::: Extrait présenté :::

Dans sa lettre de décision à l’auteur de demande, le TASPAAT a déclaré, entre autres choses, qu’il avait déjà envoyé à ce dernier une copie des décisions le concernant quant aux indemnités. Dans sa lettre d’appel envoyée au CIPVP, l’auteur de la demande (désormais l’appelant) a expliqué qu’il voulait obtenir l’accès à son dossier au TASPAAT, mais sous une forme qui lui serait accessible.

 

À l’issue du stade de la médiation du processus d’appel, le CIPVP avait établi que la seule question qui demeurait en litige résidait dans la décision du TASPAAT de ne pas fournir à l’appelant une copie de deux décisions concernant des indemnités, en français sur cassette audio.  

 

Dans sa décision, l’arbitre Donald Hale a adopté une démarche différente de celle que l’ancien commissaire adjoint Glasberg avait choisie dans l’ordonnance P-540. Ainsi, il s’est demandé si l’alinéa 48 (3)  b) de la Loi  obligeait le TASPAAT à fournir à l’appelant l’accès à ces deux décisions en français sur cassette audio. Cette disposition oblige l’institution à fournir à l’auteur de la demande une « copie » d’un document lorsqu’il lui accorde l’accès à des renseignements personnels.

 

L’arbitre Hale a examiné trois définitions de dictionnaire du mot anglais « copy » et a conclu qu’elles représentent une interprétation élargie qui comprendrait une version sur cassette audio d’un document papier. Il a trouvé écho de cette interprétation dans la décision de la Cour d’appel de l’Ontario dans R. v. McMullen (1979), 25 O.R. (2d) 301 et dans une décision australienne, Bailey v. Hinch [1989] V.R. 79 :

 

… je considère que le terme « copie » au paragraphe 48 (3) s’applique également à plusieurs versions du document écrit, y compris une copie transcrite ou enregistrée sur cassette audio, étant donné qu’elle représente simplement une « reproduction de l’original », bien que sous une forme différente de cette version originale.

:::

**Consignes:**
A: Pouvez-vous reprendre mot pour mot le passage de l'extrait sur l'appel visant le TASPAAT, en commençant à « L’arbitre Hale a » et en allant jusqu'à « cette version originale. » ?
B: Répondez aux questions suivantes d'après l'extrait sur l'appel visant le TASPAAT.
(i) Sous quelle forme l'appelant voulait-il recevoir les deux décisions concernant des indemnités ?
(ii) Quelle disposition de la Loi l'arbitre Hale a-t-il examinée ?
(iii) Combien de définitions de dictionnaire du mot anglais « copy » l'arbitre Hale a-t-il examinées ?
C: Comment se poursuit l'extrait sur l'appel visant le TASPAAT ? Écrivez la suite à partir de sa dernière phrase.
Ces enregistrements n'ont aucun rapport avec l'extrait sur l'appel visant le TASPAAT.

::: Enregistrements de données :::

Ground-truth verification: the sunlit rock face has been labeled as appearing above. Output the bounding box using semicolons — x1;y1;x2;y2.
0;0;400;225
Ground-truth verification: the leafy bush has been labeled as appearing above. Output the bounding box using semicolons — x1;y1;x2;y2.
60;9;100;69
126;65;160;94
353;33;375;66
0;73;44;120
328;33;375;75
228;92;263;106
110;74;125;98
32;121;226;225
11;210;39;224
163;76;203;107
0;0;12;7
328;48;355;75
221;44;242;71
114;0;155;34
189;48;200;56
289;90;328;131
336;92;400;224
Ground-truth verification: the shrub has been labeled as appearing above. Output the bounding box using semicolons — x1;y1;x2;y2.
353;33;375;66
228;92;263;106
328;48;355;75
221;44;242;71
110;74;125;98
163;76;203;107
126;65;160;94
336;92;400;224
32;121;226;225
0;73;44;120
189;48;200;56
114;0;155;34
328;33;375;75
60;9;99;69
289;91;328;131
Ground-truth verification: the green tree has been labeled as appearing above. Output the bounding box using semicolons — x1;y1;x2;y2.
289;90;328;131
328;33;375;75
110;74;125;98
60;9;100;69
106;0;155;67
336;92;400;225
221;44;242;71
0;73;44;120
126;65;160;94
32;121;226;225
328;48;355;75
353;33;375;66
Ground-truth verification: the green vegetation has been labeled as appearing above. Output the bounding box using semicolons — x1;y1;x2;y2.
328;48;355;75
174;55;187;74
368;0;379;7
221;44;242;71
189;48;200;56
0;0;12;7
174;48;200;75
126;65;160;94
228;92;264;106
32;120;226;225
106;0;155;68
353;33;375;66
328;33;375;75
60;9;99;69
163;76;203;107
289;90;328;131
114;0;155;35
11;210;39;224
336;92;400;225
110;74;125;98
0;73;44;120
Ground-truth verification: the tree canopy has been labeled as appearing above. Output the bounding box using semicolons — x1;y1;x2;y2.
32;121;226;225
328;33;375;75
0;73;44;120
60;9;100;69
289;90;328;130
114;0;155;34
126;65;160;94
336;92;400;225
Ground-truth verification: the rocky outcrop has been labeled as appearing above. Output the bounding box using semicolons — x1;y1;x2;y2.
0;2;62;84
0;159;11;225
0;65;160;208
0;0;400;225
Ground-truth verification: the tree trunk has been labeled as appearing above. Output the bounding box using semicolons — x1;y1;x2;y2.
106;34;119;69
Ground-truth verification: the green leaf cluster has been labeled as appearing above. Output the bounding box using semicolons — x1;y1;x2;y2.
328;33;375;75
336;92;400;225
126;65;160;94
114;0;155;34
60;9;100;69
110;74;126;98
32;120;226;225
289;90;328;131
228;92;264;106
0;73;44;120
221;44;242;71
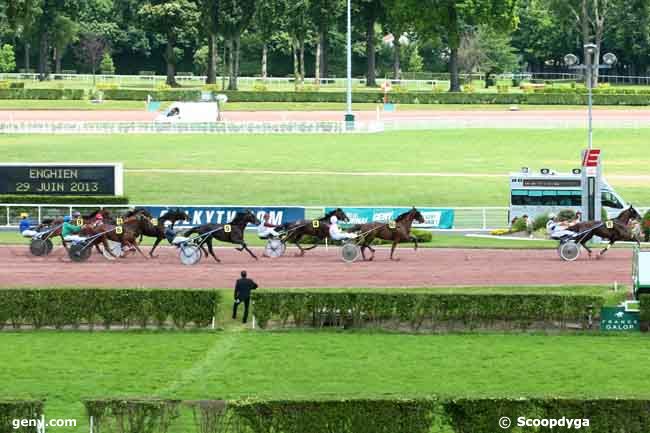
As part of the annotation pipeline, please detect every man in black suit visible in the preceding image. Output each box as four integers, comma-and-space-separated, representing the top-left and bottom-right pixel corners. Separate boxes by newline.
232, 271, 257, 323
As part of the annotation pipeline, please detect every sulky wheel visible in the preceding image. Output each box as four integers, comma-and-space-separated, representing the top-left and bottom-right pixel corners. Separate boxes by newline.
341, 243, 361, 263
264, 239, 287, 257
68, 242, 93, 262
29, 238, 52, 257
178, 245, 201, 266
558, 241, 580, 262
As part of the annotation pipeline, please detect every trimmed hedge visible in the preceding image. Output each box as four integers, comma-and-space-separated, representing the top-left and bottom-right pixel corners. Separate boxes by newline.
253, 290, 604, 331
0, 289, 221, 329
0, 399, 43, 433
0, 194, 129, 205
0, 88, 86, 100
83, 398, 650, 433
104, 89, 201, 101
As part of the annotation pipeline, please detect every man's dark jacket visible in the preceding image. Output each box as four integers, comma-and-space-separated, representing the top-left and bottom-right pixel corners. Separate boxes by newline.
235, 278, 257, 300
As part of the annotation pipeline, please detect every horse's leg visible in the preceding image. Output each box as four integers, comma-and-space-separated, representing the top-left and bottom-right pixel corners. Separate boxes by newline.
149, 238, 162, 259
240, 240, 258, 260
598, 241, 614, 257
390, 240, 399, 261
206, 237, 221, 263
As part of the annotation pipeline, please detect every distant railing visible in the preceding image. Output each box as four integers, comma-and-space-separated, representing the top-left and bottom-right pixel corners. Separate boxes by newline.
0, 204, 508, 231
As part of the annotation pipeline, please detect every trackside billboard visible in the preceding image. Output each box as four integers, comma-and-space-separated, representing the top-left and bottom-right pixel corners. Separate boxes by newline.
143, 206, 305, 227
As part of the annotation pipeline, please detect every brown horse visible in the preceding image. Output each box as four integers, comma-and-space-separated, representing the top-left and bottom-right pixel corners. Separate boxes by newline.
276, 207, 350, 256
347, 207, 424, 260
124, 208, 188, 258
183, 210, 260, 263
568, 205, 641, 257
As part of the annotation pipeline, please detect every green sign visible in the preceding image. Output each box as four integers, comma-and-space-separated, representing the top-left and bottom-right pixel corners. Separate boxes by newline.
600, 307, 639, 331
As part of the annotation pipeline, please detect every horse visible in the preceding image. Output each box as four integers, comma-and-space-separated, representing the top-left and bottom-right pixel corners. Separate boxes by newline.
183, 210, 260, 263
276, 207, 350, 257
130, 208, 188, 258
568, 205, 641, 257
347, 207, 424, 261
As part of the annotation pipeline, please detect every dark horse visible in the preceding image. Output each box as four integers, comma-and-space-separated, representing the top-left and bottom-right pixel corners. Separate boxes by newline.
347, 208, 424, 260
276, 207, 350, 256
183, 210, 260, 263
124, 208, 188, 258
568, 205, 641, 257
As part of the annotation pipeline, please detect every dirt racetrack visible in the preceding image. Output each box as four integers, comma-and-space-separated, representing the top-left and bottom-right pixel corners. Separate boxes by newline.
0, 245, 632, 288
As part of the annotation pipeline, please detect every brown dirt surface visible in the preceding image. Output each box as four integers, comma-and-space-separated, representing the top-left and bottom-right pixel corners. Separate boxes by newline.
0, 245, 632, 288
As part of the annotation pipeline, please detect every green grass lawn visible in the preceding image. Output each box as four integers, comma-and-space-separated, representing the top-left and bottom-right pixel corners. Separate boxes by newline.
0, 330, 650, 432
0, 99, 638, 113
0, 129, 650, 206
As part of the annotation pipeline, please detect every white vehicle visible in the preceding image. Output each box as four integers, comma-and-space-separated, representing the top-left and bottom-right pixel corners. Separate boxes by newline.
155, 102, 219, 123
508, 168, 628, 222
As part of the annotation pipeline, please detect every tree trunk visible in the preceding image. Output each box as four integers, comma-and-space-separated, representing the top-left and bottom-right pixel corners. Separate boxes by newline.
393, 38, 402, 80
262, 43, 269, 80
25, 42, 32, 72
300, 38, 305, 84
449, 47, 460, 92
291, 38, 300, 85
165, 39, 179, 87
205, 32, 217, 84
314, 34, 322, 86
38, 32, 50, 81
54, 47, 63, 74
233, 31, 241, 90
366, 15, 377, 87
447, 2, 460, 92
228, 38, 236, 90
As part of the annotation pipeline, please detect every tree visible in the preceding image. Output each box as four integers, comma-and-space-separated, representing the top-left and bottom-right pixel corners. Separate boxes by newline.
359, 0, 385, 87
219, 0, 256, 90
410, 0, 517, 92
0, 44, 16, 72
138, 0, 199, 87
195, 0, 220, 84
99, 51, 115, 75
255, 0, 286, 79
303, 0, 346, 84
458, 25, 519, 87
52, 15, 79, 74
76, 33, 107, 85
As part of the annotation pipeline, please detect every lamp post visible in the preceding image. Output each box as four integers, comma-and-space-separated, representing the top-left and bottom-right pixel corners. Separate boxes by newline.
564, 44, 616, 221
345, 0, 354, 126
564, 44, 617, 149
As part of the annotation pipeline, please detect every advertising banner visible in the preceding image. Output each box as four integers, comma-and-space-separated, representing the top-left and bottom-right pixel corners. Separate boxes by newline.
143, 206, 305, 227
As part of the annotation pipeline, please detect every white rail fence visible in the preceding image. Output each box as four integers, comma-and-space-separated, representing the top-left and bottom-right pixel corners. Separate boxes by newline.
0, 204, 508, 231
0, 72, 650, 89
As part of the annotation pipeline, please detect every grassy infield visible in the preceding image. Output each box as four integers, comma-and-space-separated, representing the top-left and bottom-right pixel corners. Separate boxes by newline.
0, 110, 650, 431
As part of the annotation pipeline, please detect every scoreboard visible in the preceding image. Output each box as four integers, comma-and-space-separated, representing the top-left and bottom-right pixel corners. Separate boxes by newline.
0, 163, 124, 196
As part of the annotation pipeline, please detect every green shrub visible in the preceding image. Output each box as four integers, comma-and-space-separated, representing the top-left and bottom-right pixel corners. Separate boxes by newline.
253, 290, 604, 331
0, 400, 43, 433
0, 289, 221, 329
0, 194, 129, 205
557, 209, 576, 222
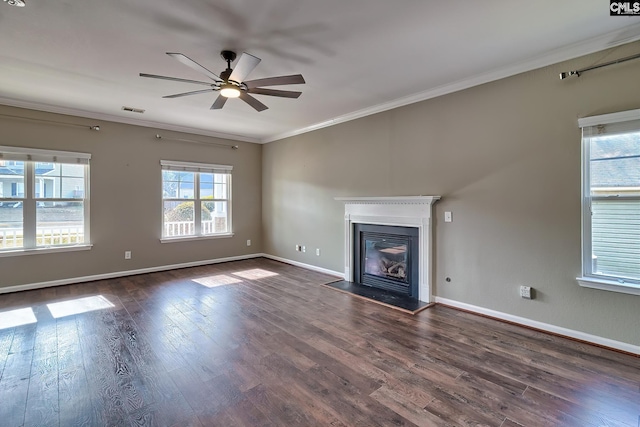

:::

**Corrigé:**
A:
L’arbitre Hale a examiné trois définitions de dictionnaire du mot anglais « copy » et a conclu qu’elles représentent une interprétation élargie qui comprendrait une version sur cassette audio d’un document papier. Il a trouvé écho de cette interprétation dans la décision de la Cour d’appel de l’Ontario dans R. v. McMullen (1979), 25 O.R. (2d) 301 et dans une décision australienne, Bailey v. Hinch [1989] V.R. 79 :

 

… je considère que le terme « copie » au paragraphe 48 (3) s’applique également à plusieurs versions du document écrit, y compris une copie transcrite ou enregistrée sur cassette audio, étant donné qu’elle représente simplement une « reproduction de l’original », bien que sous une forme différente de cette version originale.

B:
(i) En français sur cassette audio.
(ii) L'alinéa 48 (3) b).
(iii) Trois.

C:
Cette interprétation du mot « copie » est également conforme aux objets de la Loi . L’un de ces objets, qui est énoncé à l’alinéa 1  a), consiste à procurer un droit d’accès à l’information, avec des exceptions limitées et précises, qui ne sont pas invoquées dans l’appel.

 

Il a donc conclu que le TASPAAT était tenu de fournir à l’appelant les deux décisions en français sur cassette audio :

 

À mon avis, l’auteur de la demande a le droit, en vertu de la Loi , de demander l’accès à l’information sous quelque forme qu’il n’est pas trop difficile de lui fournir, sous réserve des dispositions du paragraphe 57 (1) concernant les droits à acquitter. En l’espèce, je considère que l’appelant a le droit d’obtenir l’accès aux renseignements sous la forme qu’il désire, et que le TASPAAT est tenu de les lui fournir sous cette forme conformément à l’alinéa 48 (3) b).

 

L’arbitre Hale a également soulevé une autre question abordée par le TASPAAT dans ses observations. Le TASPAAT a indiqué que l’appelant a porté plainte à la Commission ontarienne des droits de la personne, alléguant une infraction au Code , le TASPAAT ayant négligé de lui fournir une version sur cassette audio de plusieurs documents, y compris les deux décisions en français en cause dans l’appel entendu par l’arbitre Hale. Il a soutenu que l’appel devait être rejeté parce qu’il aurait été plus approprié que l’appelant porte plainte devant la Commission.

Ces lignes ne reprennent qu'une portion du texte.